EXERCISE DIRECTIONS:
Repeat exactly, and only, the lines from the one containing "Objective — one point on each instance of the pink" through the end of the records.

EXERCISE DATA:
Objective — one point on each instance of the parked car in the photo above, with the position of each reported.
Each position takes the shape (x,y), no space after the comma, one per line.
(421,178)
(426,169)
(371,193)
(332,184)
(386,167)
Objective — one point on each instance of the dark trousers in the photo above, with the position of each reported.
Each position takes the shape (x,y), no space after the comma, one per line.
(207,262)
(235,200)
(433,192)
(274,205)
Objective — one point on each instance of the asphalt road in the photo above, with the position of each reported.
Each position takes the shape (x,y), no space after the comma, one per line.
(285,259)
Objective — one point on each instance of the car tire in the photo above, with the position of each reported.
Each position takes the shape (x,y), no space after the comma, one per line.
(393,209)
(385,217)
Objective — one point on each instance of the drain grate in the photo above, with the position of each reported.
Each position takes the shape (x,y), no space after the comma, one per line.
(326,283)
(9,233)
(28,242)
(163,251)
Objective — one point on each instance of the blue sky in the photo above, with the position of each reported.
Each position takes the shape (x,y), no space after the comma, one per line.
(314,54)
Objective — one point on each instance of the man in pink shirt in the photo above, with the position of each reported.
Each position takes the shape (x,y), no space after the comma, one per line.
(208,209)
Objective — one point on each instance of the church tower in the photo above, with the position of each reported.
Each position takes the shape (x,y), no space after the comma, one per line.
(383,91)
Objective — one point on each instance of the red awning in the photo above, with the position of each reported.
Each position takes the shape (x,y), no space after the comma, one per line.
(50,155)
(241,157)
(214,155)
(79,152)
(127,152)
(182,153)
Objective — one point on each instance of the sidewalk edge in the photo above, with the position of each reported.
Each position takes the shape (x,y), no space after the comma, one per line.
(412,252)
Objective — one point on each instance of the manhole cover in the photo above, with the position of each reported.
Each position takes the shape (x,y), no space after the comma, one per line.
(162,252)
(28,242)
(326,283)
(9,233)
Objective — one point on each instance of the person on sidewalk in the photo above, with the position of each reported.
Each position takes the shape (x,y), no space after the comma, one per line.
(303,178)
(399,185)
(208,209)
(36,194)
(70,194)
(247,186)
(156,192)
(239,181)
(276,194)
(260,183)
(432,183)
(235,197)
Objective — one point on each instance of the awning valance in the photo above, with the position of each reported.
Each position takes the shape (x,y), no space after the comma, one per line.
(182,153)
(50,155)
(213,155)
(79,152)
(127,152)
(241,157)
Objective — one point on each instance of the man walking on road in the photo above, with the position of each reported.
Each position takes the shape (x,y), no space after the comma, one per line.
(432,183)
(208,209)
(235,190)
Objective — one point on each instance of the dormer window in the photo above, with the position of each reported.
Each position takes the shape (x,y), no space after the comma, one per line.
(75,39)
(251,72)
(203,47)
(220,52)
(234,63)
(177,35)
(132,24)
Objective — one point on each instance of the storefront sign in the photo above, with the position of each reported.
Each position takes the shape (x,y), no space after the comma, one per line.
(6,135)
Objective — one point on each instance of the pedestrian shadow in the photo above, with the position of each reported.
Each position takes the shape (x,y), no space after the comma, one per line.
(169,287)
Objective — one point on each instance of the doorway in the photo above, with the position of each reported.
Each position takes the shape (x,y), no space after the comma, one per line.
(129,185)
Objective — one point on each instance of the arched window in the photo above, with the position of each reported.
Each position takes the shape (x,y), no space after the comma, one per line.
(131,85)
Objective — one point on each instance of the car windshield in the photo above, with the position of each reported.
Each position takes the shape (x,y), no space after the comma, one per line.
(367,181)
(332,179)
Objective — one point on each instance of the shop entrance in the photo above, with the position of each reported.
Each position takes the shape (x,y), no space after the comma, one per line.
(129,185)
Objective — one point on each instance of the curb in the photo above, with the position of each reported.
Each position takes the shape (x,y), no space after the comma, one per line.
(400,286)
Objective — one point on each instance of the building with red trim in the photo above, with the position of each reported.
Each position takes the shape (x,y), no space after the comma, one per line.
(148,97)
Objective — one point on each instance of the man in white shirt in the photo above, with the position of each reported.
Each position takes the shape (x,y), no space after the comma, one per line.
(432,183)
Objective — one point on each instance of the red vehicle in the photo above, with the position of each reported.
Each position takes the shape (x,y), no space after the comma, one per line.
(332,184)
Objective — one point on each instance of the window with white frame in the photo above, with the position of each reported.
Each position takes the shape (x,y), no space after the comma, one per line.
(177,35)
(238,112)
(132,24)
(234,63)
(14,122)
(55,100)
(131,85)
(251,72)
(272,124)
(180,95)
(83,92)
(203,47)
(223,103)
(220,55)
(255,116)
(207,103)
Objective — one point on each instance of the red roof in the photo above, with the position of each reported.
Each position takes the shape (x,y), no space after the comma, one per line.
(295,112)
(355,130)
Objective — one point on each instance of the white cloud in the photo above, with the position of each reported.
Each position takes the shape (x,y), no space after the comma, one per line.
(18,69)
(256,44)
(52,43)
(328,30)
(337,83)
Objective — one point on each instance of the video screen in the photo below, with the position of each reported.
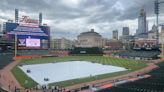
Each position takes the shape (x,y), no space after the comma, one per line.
(32,42)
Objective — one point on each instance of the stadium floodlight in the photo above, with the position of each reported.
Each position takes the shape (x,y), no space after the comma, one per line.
(15,46)
(156,10)
(156,4)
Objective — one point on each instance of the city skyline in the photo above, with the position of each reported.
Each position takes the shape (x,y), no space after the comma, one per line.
(68,18)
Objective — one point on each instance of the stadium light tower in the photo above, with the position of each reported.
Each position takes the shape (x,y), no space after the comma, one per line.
(15,54)
(156,11)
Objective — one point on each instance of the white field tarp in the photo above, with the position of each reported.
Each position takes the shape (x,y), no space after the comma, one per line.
(62,71)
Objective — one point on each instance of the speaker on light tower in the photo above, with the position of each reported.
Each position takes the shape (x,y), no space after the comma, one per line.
(162,42)
(40,18)
(16,15)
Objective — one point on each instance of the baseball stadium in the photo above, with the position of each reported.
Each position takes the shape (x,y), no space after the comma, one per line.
(29,65)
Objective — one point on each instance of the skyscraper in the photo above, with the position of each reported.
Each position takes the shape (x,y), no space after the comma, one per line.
(142,23)
(115,34)
(125,31)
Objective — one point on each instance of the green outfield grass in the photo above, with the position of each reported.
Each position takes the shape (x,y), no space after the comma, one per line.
(132,65)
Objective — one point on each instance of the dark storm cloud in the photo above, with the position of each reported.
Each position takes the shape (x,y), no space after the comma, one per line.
(88,12)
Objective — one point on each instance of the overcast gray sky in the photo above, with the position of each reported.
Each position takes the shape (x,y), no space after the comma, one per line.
(68,18)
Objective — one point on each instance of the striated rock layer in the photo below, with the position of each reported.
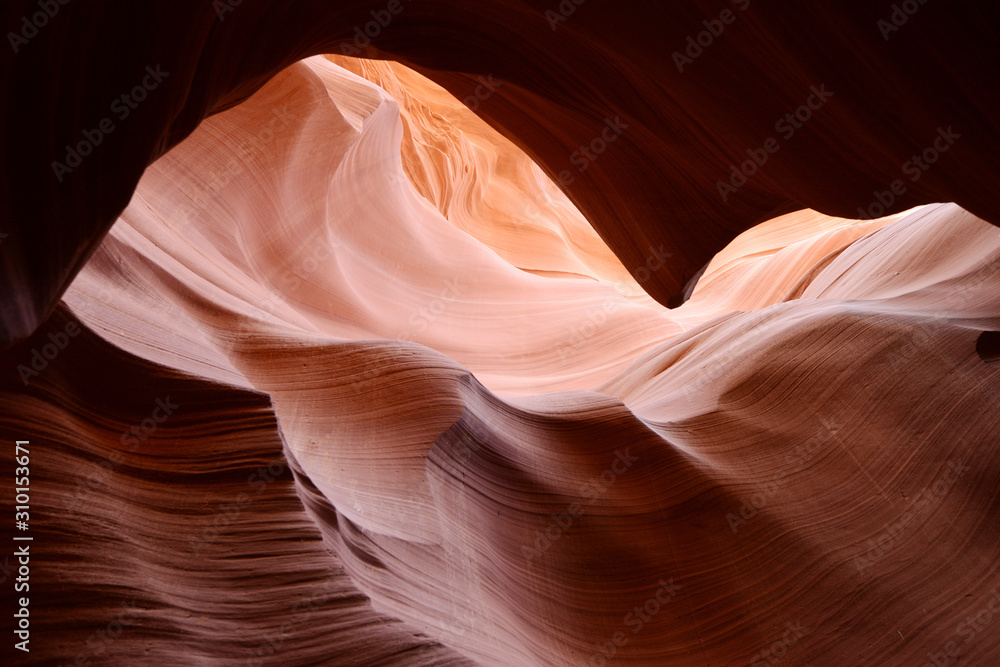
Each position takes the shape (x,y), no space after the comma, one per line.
(642,113)
(354,383)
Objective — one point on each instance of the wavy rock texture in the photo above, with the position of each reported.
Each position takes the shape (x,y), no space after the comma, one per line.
(560,74)
(425,416)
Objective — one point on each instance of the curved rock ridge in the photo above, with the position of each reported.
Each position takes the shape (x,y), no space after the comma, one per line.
(673,125)
(510,458)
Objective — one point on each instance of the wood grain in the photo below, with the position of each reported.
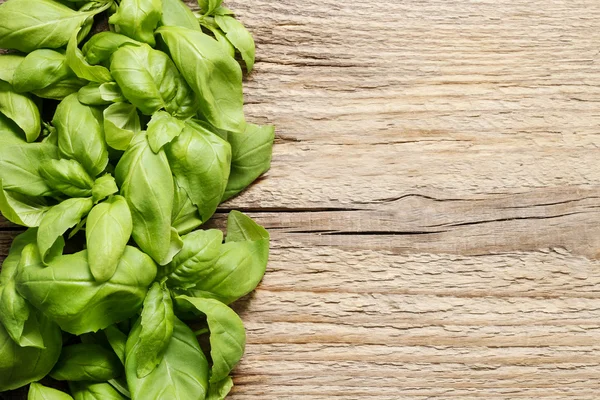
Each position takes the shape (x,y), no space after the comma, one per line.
(434,200)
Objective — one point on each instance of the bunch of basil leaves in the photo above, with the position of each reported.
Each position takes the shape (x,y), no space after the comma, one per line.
(116,145)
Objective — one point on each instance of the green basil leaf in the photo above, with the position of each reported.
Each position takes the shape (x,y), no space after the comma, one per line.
(22,210)
(241,264)
(213,75)
(94,391)
(45,24)
(38,391)
(227,335)
(121,124)
(200,251)
(40,69)
(251,157)
(22,365)
(201,161)
(102,45)
(185,217)
(150,81)
(157,328)
(239,36)
(117,340)
(21,109)
(86,362)
(182,374)
(68,177)
(146,182)
(108,230)
(100,94)
(104,187)
(60,90)
(80,134)
(219,390)
(79,65)
(208,6)
(59,219)
(138,19)
(162,129)
(177,13)
(8,65)
(19,168)
(67,292)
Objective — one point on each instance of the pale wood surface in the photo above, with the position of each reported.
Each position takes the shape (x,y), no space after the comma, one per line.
(434,200)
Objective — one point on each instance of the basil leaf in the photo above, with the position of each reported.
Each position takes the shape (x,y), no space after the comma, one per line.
(102,45)
(147,184)
(185,217)
(22,210)
(19,168)
(239,36)
(242,261)
(22,365)
(177,13)
(227,335)
(60,218)
(8,65)
(100,94)
(201,161)
(182,374)
(251,157)
(150,81)
(200,251)
(94,391)
(86,362)
(40,69)
(138,19)
(212,74)
(208,6)
(40,392)
(79,65)
(162,129)
(121,124)
(219,390)
(21,109)
(104,187)
(68,177)
(108,230)
(46,24)
(67,292)
(157,328)
(80,134)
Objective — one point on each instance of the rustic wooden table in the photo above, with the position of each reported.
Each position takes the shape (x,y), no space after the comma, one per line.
(434,200)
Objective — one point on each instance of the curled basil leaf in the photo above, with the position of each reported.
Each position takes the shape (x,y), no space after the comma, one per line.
(38,391)
(201,160)
(108,230)
(67,292)
(80,134)
(227,335)
(147,184)
(86,362)
(59,219)
(21,109)
(239,36)
(157,328)
(138,19)
(251,157)
(121,124)
(182,374)
(214,75)
(150,81)
(68,177)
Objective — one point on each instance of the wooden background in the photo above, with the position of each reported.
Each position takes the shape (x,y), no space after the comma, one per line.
(434,200)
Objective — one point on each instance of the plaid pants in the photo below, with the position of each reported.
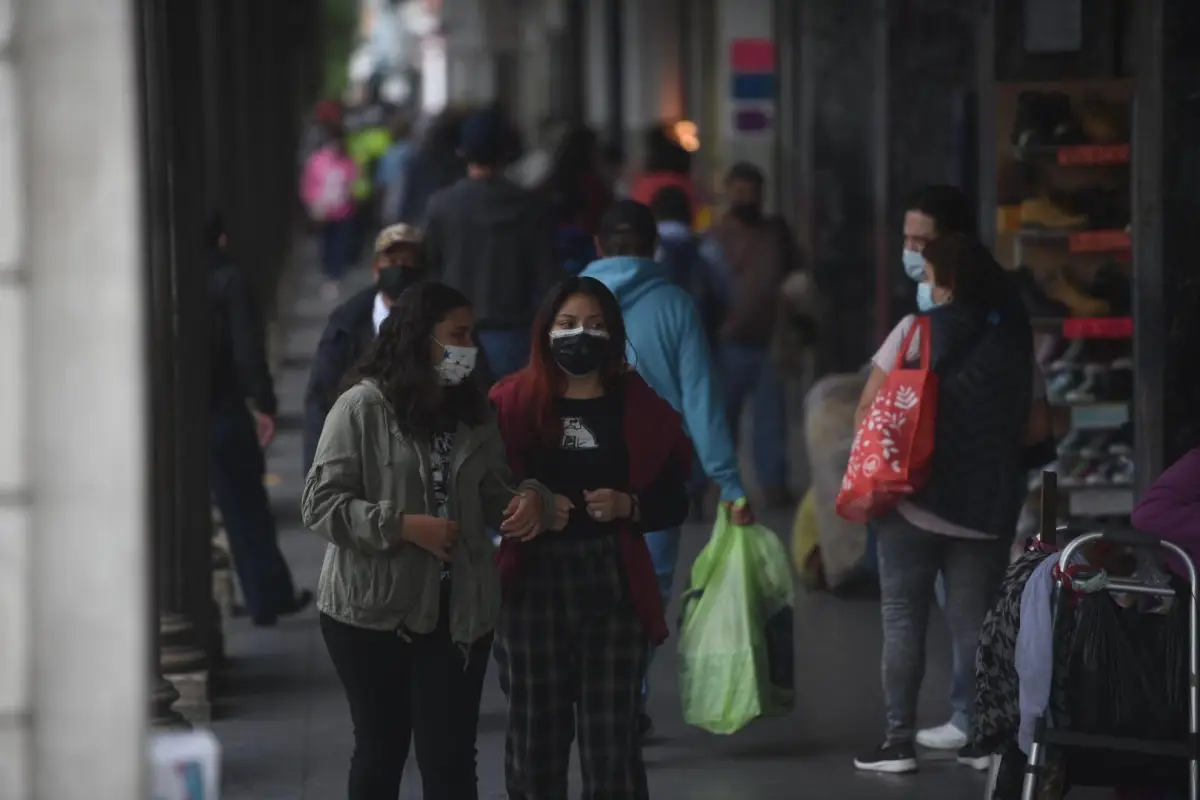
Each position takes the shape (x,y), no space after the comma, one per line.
(573,653)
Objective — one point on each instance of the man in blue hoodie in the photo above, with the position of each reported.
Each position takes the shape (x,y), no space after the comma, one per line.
(670,349)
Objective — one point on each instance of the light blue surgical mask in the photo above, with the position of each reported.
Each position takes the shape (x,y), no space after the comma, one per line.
(915,265)
(925,296)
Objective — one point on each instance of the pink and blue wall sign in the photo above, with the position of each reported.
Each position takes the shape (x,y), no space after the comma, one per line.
(753,84)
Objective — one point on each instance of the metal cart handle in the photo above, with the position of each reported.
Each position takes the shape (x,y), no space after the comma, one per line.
(1125,536)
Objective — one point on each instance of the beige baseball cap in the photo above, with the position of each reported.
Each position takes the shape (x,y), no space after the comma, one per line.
(397,234)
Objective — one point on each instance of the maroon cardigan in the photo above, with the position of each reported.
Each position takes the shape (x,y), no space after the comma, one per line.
(654,435)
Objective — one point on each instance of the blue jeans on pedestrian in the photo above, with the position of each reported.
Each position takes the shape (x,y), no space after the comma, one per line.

SOLUTION TO THIS EXERCISE:
Objective — one point on each instance of the pink and blue wall sign in the photo above, with the position of each reported.
Each position takes the shape (x,y), no space after the comma, one per line.
(753,84)
Objective — one point on each instance of the metal cart handle in the photo above, with the position of each reported.
Each position takes the shape (x,y), no space after the comma, one per line.
(1125,536)
Objective — one point on each instance of the beige baseball cap in the photo above, with the position of each reported.
Each position takes the shape (x,y), no space after the comma, one per line.
(397,234)
Objective — one point on each instance of the maroon cardigan in the photo above, with the position of each reported.
Each position takes the shape (x,y), no space after the comma, one per line.
(654,435)
Objective — one point on each instance of the blue jeans on pedestrian in the photo above, with the position of each reported.
Each position takes the shape (x,y), no space after the comma, one per line.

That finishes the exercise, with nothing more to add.